— start Records —
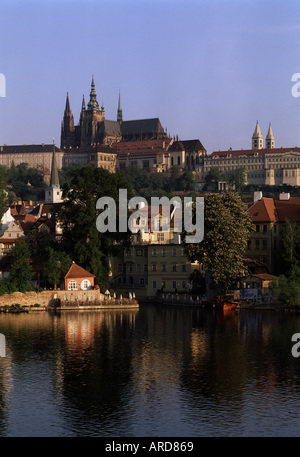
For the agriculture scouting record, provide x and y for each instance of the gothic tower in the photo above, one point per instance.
(93, 115)
(67, 127)
(257, 138)
(53, 193)
(270, 141)
(119, 114)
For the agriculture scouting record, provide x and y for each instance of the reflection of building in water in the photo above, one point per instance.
(82, 328)
(199, 344)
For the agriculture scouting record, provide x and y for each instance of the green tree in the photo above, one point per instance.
(78, 214)
(227, 229)
(20, 271)
(289, 250)
(3, 194)
(57, 266)
(287, 287)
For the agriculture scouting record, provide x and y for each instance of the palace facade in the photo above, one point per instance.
(263, 166)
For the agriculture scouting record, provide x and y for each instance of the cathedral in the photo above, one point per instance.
(93, 129)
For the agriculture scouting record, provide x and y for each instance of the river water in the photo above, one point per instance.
(153, 372)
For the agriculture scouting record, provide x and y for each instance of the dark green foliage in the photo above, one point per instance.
(24, 183)
(287, 287)
(78, 214)
(20, 271)
(227, 229)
— end Records —
Task brief: Recast the rows as a two-column CSV headed text and answer, with one line for each row's text and its answer. Put each in a single quoted field with line breaks turned into spaces, beginning at the line that has "of the river" and stopping after the last row.

Solution to this task:
text,answer
"For the agriculture scouting record, provide x and y for each instance of the river water in the photo above, one point per instance.","(153, 372)"
"For the agriculture scouting record, provide x and y for each instance of the dark green foliage in the photo above, one point per instance.","(24, 183) (287, 287) (78, 214) (20, 271) (227, 229)"